Aim of the exercise :: Restate exactly, and only, the lines from the one with "trees in this photo." through the end of the data, with both of those end lines kept. Drop any pictures.

Available records start

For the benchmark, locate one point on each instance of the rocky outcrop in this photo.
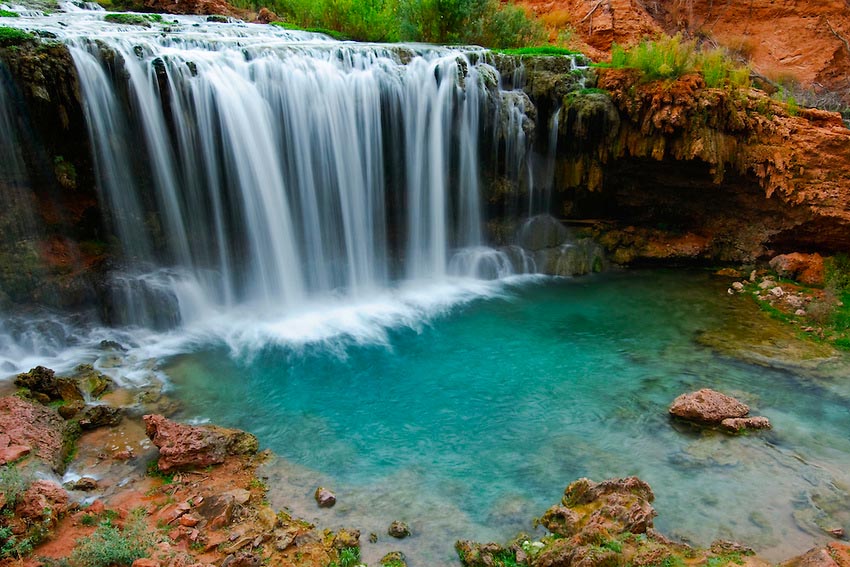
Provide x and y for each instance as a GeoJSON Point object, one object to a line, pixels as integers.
{"type": "Point", "coordinates": [702, 174]}
{"type": "Point", "coordinates": [182, 445]}
{"type": "Point", "coordinates": [710, 407]}
{"type": "Point", "coordinates": [33, 428]}
{"type": "Point", "coordinates": [804, 268]}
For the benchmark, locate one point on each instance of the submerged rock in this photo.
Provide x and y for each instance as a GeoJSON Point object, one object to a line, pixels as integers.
{"type": "Point", "coordinates": [399, 530]}
{"type": "Point", "coordinates": [182, 445]}
{"type": "Point", "coordinates": [324, 497]}
{"type": "Point", "coordinates": [710, 407]}
{"type": "Point", "coordinates": [707, 406]}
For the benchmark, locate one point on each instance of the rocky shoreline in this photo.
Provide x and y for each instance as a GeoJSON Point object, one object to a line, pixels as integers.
{"type": "Point", "coordinates": [197, 496]}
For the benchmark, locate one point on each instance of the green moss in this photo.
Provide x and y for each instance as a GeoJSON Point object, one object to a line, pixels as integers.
{"type": "Point", "coordinates": [128, 19]}
{"type": "Point", "coordinates": [14, 36]}
{"type": "Point", "coordinates": [544, 50]}
{"type": "Point", "coordinates": [334, 34]}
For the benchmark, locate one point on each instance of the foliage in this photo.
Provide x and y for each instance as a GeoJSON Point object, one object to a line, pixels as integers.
{"type": "Point", "coordinates": [672, 57]}
{"type": "Point", "coordinates": [14, 36]}
{"type": "Point", "coordinates": [13, 546]}
{"type": "Point", "coordinates": [489, 23]}
{"type": "Point", "coordinates": [144, 20]}
{"type": "Point", "coordinates": [348, 557]}
{"type": "Point", "coordinates": [110, 546]}
{"type": "Point", "coordinates": [12, 484]}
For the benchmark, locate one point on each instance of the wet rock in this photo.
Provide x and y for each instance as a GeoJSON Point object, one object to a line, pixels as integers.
{"type": "Point", "coordinates": [100, 416]}
{"type": "Point", "coordinates": [92, 382]}
{"type": "Point", "coordinates": [833, 555]}
{"type": "Point", "coordinates": [39, 380]}
{"type": "Point", "coordinates": [12, 453]}
{"type": "Point", "coordinates": [182, 445]}
{"type": "Point", "coordinates": [561, 521]}
{"type": "Point", "coordinates": [346, 538]}
{"type": "Point", "coordinates": [28, 424]}
{"type": "Point", "coordinates": [43, 501]}
{"type": "Point", "coordinates": [85, 484]}
{"type": "Point", "coordinates": [399, 530]}
{"type": "Point", "coordinates": [69, 410]}
{"type": "Point", "coordinates": [242, 559]}
{"type": "Point", "coordinates": [393, 559]}
{"type": "Point", "coordinates": [804, 268]}
{"type": "Point", "coordinates": [738, 424]}
{"type": "Point", "coordinates": [707, 406]}
{"type": "Point", "coordinates": [324, 497]}
{"type": "Point", "coordinates": [543, 231]}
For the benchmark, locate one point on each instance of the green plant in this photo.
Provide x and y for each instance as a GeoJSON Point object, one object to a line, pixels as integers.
{"type": "Point", "coordinates": [552, 50]}
{"type": "Point", "coordinates": [13, 484]}
{"type": "Point", "coordinates": [109, 546]}
{"type": "Point", "coordinates": [14, 36]}
{"type": "Point", "coordinates": [144, 20]}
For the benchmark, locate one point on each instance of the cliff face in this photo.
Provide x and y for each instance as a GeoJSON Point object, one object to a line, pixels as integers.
{"type": "Point", "coordinates": [785, 40]}
{"type": "Point", "coordinates": [703, 173]}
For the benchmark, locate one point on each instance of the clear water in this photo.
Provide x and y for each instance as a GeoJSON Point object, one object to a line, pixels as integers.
{"type": "Point", "coordinates": [471, 423]}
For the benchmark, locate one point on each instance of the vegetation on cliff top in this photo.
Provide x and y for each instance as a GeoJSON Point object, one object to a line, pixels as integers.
{"type": "Point", "coordinates": [484, 22]}
{"type": "Point", "coordinates": [672, 57]}
{"type": "Point", "coordinates": [13, 36]}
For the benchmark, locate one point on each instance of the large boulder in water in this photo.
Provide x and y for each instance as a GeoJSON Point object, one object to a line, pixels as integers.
{"type": "Point", "coordinates": [181, 445]}
{"type": "Point", "coordinates": [40, 429]}
{"type": "Point", "coordinates": [707, 406]}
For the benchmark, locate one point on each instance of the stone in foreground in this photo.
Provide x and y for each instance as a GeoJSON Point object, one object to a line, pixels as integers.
{"type": "Point", "coordinates": [182, 445]}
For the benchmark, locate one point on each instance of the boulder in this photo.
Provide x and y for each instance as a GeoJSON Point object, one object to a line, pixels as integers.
{"type": "Point", "coordinates": [804, 268]}
{"type": "Point", "coordinates": [399, 530]}
{"type": "Point", "coordinates": [38, 427]}
{"type": "Point", "coordinates": [324, 497]}
{"type": "Point", "coordinates": [707, 406]}
{"type": "Point", "coordinates": [43, 501]}
{"type": "Point", "coordinates": [738, 424]}
{"type": "Point", "coordinates": [182, 445]}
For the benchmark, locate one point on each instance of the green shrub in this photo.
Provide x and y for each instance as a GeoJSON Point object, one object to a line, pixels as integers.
{"type": "Point", "coordinates": [14, 36]}
{"type": "Point", "coordinates": [672, 57]}
{"type": "Point", "coordinates": [109, 546]}
{"type": "Point", "coordinates": [486, 22]}
{"type": "Point", "coordinates": [12, 484]}
{"type": "Point", "coordinates": [144, 20]}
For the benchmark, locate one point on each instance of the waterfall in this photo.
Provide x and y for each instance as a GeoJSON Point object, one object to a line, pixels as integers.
{"type": "Point", "coordinates": [250, 167]}
{"type": "Point", "coordinates": [277, 172]}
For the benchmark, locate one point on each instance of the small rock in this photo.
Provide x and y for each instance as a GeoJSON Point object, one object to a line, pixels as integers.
{"type": "Point", "coordinates": [189, 520]}
{"type": "Point", "coordinates": [346, 538]}
{"type": "Point", "coordinates": [100, 416]}
{"type": "Point", "coordinates": [399, 530]}
{"type": "Point", "coordinates": [85, 484]}
{"type": "Point", "coordinates": [324, 497]}
{"type": "Point", "coordinates": [737, 424]}
{"type": "Point", "coordinates": [394, 559]}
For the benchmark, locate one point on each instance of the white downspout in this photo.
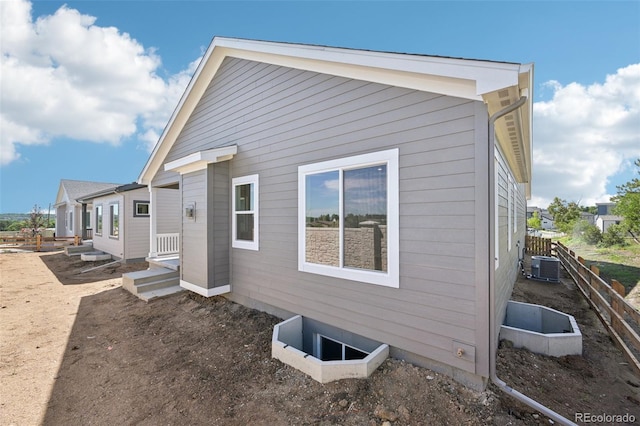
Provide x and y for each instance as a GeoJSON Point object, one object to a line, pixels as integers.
{"type": "Point", "coordinates": [492, 307]}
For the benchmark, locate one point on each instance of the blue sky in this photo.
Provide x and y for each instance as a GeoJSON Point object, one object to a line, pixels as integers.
{"type": "Point", "coordinates": [87, 87]}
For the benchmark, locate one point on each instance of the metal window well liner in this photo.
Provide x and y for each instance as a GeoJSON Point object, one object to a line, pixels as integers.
{"type": "Point", "coordinates": [324, 352]}
{"type": "Point", "coordinates": [541, 330]}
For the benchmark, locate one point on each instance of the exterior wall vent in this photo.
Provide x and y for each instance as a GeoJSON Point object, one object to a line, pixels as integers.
{"type": "Point", "coordinates": [545, 268]}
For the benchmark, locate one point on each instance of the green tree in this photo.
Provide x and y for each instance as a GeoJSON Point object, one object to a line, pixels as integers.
{"type": "Point", "coordinates": [614, 235]}
{"type": "Point", "coordinates": [565, 215]}
{"type": "Point", "coordinates": [36, 220]}
{"type": "Point", "coordinates": [628, 203]}
{"type": "Point", "coordinates": [534, 221]}
{"type": "Point", "coordinates": [587, 232]}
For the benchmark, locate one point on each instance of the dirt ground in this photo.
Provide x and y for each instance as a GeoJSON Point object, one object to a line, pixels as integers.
{"type": "Point", "coordinates": [77, 349]}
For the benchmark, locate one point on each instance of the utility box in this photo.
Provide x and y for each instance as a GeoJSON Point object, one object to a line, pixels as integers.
{"type": "Point", "coordinates": [545, 268]}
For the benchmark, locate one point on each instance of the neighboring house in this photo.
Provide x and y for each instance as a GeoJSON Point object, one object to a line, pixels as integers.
{"type": "Point", "coordinates": [121, 221]}
{"type": "Point", "coordinates": [604, 216]}
{"type": "Point", "coordinates": [370, 191]}
{"type": "Point", "coordinates": [71, 219]}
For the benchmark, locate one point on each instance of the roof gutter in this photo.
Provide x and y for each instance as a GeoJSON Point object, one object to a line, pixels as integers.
{"type": "Point", "coordinates": [492, 293]}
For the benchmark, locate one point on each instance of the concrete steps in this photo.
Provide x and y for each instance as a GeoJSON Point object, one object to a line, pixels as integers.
{"type": "Point", "coordinates": [152, 283]}
{"type": "Point", "coordinates": [78, 250]}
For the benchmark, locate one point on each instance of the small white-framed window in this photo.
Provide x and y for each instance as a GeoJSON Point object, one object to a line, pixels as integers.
{"type": "Point", "coordinates": [245, 218]}
{"type": "Point", "coordinates": [114, 220]}
{"type": "Point", "coordinates": [348, 221]}
{"type": "Point", "coordinates": [140, 208]}
{"type": "Point", "coordinates": [99, 219]}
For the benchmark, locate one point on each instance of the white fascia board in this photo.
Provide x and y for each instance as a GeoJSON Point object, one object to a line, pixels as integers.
{"type": "Point", "coordinates": [199, 160]}
{"type": "Point", "coordinates": [404, 70]}
{"type": "Point", "coordinates": [190, 98]}
{"type": "Point", "coordinates": [464, 78]}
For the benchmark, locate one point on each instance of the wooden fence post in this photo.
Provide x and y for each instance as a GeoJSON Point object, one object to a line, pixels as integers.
{"type": "Point", "coordinates": [619, 288]}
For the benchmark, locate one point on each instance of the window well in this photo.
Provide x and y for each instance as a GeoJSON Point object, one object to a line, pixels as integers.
{"type": "Point", "coordinates": [324, 352]}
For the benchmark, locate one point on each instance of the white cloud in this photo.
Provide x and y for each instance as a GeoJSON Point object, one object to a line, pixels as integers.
{"type": "Point", "coordinates": [63, 76]}
{"type": "Point", "coordinates": [583, 136]}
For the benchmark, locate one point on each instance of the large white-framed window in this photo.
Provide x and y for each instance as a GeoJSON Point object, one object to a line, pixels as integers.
{"type": "Point", "coordinates": [245, 220]}
{"type": "Point", "coordinates": [348, 218]}
{"type": "Point", "coordinates": [99, 219]}
{"type": "Point", "coordinates": [114, 220]}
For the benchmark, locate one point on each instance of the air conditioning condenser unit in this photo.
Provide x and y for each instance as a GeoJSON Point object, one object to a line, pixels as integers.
{"type": "Point", "coordinates": [545, 268]}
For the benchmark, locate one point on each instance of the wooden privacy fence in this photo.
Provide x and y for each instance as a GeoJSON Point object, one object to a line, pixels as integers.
{"type": "Point", "coordinates": [538, 246]}
{"type": "Point", "coordinates": [620, 318]}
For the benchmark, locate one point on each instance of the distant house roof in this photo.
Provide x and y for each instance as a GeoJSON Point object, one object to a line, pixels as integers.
{"type": "Point", "coordinates": [110, 190]}
{"type": "Point", "coordinates": [609, 218]}
{"type": "Point", "coordinates": [78, 188]}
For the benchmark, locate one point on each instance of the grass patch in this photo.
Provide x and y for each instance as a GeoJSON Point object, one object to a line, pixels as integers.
{"type": "Point", "coordinates": [621, 263]}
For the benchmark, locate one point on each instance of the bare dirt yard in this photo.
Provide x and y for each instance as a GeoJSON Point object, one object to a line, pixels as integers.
{"type": "Point", "coordinates": [77, 349]}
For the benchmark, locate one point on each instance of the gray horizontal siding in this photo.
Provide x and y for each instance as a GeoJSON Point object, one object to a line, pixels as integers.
{"type": "Point", "coordinates": [194, 262]}
{"type": "Point", "coordinates": [283, 118]}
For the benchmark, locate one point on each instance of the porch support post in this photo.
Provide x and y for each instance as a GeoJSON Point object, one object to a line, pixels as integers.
{"type": "Point", "coordinates": [83, 219]}
{"type": "Point", "coordinates": [153, 231]}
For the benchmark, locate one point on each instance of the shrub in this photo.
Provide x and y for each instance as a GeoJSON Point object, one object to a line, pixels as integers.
{"type": "Point", "coordinates": [614, 235]}
{"type": "Point", "coordinates": [587, 232]}
{"type": "Point", "coordinates": [592, 235]}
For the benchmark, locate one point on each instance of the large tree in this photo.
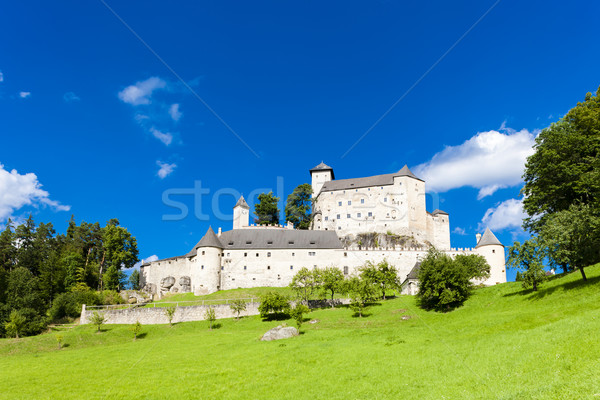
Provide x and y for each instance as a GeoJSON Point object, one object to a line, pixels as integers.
{"type": "Point", "coordinates": [266, 211]}
{"type": "Point", "coordinates": [298, 209]}
{"type": "Point", "coordinates": [562, 186]}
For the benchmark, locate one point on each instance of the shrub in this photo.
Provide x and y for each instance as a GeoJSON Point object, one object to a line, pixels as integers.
{"type": "Point", "coordinates": [273, 305]}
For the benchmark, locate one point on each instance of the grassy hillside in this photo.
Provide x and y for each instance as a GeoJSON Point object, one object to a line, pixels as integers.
{"type": "Point", "coordinates": [504, 343]}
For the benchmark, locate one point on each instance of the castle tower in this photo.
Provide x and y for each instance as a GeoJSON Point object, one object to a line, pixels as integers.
{"type": "Point", "coordinates": [241, 214]}
{"type": "Point", "coordinates": [490, 247]}
{"type": "Point", "coordinates": [206, 273]}
{"type": "Point", "coordinates": [320, 174]}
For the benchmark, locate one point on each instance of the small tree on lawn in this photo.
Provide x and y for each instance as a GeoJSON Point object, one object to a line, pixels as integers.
{"type": "Point", "coordinates": [98, 319]}
{"type": "Point", "coordinates": [273, 304]}
{"type": "Point", "coordinates": [305, 283]}
{"type": "Point", "coordinates": [170, 313]}
{"type": "Point", "coordinates": [16, 324]}
{"type": "Point", "coordinates": [298, 312]}
{"type": "Point", "coordinates": [361, 292]}
{"type": "Point", "coordinates": [237, 306]}
{"type": "Point", "coordinates": [210, 316]}
{"type": "Point", "coordinates": [136, 329]}
{"type": "Point", "coordinates": [332, 280]}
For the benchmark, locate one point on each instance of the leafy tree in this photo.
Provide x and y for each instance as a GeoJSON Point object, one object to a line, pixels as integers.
{"type": "Point", "coordinates": [529, 257]}
{"type": "Point", "coordinates": [298, 209]}
{"type": "Point", "coordinates": [210, 316]}
{"type": "Point", "coordinates": [572, 237]}
{"type": "Point", "coordinates": [136, 329]}
{"type": "Point", "coordinates": [562, 186]}
{"type": "Point", "coordinates": [16, 324]}
{"type": "Point", "coordinates": [361, 291]}
{"type": "Point", "coordinates": [273, 304]}
{"type": "Point", "coordinates": [237, 306]}
{"type": "Point", "coordinates": [266, 211]}
{"type": "Point", "coordinates": [382, 275]}
{"type": "Point", "coordinates": [170, 313]}
{"type": "Point", "coordinates": [97, 319]}
{"type": "Point", "coordinates": [297, 313]}
{"type": "Point", "coordinates": [134, 280]}
{"type": "Point", "coordinates": [332, 280]}
{"type": "Point", "coordinates": [444, 283]}
{"type": "Point", "coordinates": [305, 283]}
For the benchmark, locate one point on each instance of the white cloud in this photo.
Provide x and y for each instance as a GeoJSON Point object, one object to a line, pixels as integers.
{"type": "Point", "coordinates": [488, 161]}
{"type": "Point", "coordinates": [165, 169]}
{"type": "Point", "coordinates": [164, 137]}
{"type": "Point", "coordinates": [508, 214]}
{"type": "Point", "coordinates": [18, 190]}
{"type": "Point", "coordinates": [138, 264]}
{"type": "Point", "coordinates": [174, 112]}
{"type": "Point", "coordinates": [459, 231]}
{"type": "Point", "coordinates": [70, 97]}
{"type": "Point", "coordinates": [141, 92]}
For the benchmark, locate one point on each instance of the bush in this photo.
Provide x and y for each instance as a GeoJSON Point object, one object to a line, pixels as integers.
{"type": "Point", "coordinates": [274, 305]}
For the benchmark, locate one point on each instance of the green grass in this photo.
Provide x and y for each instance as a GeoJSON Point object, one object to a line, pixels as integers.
{"type": "Point", "coordinates": [504, 343]}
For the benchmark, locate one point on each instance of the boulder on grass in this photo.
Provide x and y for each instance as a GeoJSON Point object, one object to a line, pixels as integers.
{"type": "Point", "coordinates": [280, 332]}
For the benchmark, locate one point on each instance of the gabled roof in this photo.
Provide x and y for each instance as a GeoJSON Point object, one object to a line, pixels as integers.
{"type": "Point", "coordinates": [323, 167]}
{"type": "Point", "coordinates": [242, 203]}
{"type": "Point", "coordinates": [279, 238]}
{"type": "Point", "coordinates": [377, 180]}
{"type": "Point", "coordinates": [488, 238]}
{"type": "Point", "coordinates": [209, 240]}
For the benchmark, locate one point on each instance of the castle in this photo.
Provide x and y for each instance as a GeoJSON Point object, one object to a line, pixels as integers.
{"type": "Point", "coordinates": [375, 218]}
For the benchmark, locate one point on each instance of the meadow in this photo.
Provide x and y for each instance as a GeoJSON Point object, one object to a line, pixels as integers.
{"type": "Point", "coordinates": [504, 343]}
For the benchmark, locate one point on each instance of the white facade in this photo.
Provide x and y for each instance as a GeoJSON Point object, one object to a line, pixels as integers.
{"type": "Point", "coordinates": [386, 207]}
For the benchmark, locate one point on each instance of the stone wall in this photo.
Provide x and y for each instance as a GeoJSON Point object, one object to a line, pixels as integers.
{"type": "Point", "coordinates": [157, 315]}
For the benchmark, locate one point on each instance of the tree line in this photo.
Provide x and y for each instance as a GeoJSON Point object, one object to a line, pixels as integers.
{"type": "Point", "coordinates": [45, 276]}
{"type": "Point", "coordinates": [561, 197]}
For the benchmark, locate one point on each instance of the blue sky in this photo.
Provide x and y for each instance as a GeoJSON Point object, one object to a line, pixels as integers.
{"type": "Point", "coordinates": [104, 113]}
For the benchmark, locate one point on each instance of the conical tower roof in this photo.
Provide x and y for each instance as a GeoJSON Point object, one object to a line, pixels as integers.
{"type": "Point", "coordinates": [242, 203]}
{"type": "Point", "coordinates": [209, 240]}
{"type": "Point", "coordinates": [488, 238]}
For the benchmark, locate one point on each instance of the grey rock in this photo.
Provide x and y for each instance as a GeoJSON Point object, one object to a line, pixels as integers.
{"type": "Point", "coordinates": [280, 332]}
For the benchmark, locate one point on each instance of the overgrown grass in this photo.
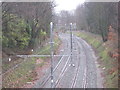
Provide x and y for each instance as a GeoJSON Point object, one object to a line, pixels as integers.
{"type": "Point", "coordinates": [20, 75]}
{"type": "Point", "coordinates": [25, 72]}
{"type": "Point", "coordinates": [111, 79]}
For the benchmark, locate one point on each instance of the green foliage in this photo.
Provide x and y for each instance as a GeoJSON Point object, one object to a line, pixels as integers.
{"type": "Point", "coordinates": [16, 35]}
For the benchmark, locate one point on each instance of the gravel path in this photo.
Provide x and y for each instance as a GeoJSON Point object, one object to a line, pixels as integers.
{"type": "Point", "coordinates": [85, 74]}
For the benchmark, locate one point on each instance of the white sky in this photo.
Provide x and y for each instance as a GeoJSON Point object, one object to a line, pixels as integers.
{"type": "Point", "coordinates": [67, 4]}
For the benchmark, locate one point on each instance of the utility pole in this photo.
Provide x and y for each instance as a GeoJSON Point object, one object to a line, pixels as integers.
{"type": "Point", "coordinates": [51, 43]}
{"type": "Point", "coordinates": [72, 64]}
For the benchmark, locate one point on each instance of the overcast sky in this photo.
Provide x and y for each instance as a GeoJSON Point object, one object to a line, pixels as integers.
{"type": "Point", "coordinates": [67, 4]}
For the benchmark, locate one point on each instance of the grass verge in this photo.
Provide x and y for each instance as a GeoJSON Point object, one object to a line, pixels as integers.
{"type": "Point", "coordinates": [25, 72]}
{"type": "Point", "coordinates": [108, 64]}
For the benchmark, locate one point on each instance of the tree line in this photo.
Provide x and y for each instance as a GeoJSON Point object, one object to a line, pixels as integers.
{"type": "Point", "coordinates": [97, 17]}
{"type": "Point", "coordinates": [25, 23]}
{"type": "Point", "coordinates": [94, 17]}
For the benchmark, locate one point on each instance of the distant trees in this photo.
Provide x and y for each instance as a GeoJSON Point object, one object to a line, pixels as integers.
{"type": "Point", "coordinates": [96, 17]}
{"type": "Point", "coordinates": [25, 23]}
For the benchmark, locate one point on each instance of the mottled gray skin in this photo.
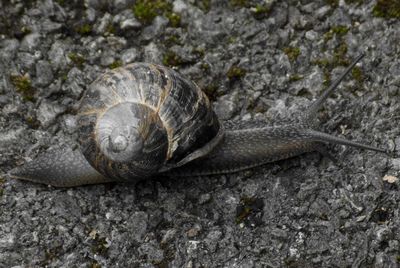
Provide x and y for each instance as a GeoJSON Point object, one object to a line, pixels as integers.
{"type": "Point", "coordinates": [231, 151]}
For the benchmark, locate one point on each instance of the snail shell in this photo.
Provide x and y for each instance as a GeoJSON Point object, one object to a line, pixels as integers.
{"type": "Point", "coordinates": [143, 118]}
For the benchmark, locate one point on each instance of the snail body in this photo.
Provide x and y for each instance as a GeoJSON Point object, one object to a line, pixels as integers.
{"type": "Point", "coordinates": [143, 119]}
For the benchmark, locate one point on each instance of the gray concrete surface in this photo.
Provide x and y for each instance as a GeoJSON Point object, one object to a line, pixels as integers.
{"type": "Point", "coordinates": [254, 64]}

Available records end

Response to this exercise ::
For the benchmark, locate one point on each instance of the distant trees in this photo.
Provide x and y for each instance as a GeoJSON Point object, one object to a line, pixels as integers.
{"type": "Point", "coordinates": [96, 17]}
{"type": "Point", "coordinates": [25, 23]}
For the benchmark, locate one point on each instance of the mottled gray skin in this photo.
Provide x and y for each instance as a GeoJSON Point object, one object to a line, pixels as integers.
{"type": "Point", "coordinates": [231, 151]}
For the benchmark, locate one point on each instance of the snail shell in this photo.
Provide x and y for each instance as a GeoJSON Point object, one object to a line, pixels as integers.
{"type": "Point", "coordinates": [143, 118]}
For the benchmark, locate one point on each instance of the snail body in this photo.
Provide x and y for each instance as a GeoJSON Point object, one object to a line, pixels as integers.
{"type": "Point", "coordinates": [143, 119]}
For the benchmark, locate one point on each instance of the gray concrete surface in this photo.
Provide x and y for each instance as a GeoJSON Point object, one object to a line, pixels as integers.
{"type": "Point", "coordinates": [254, 64]}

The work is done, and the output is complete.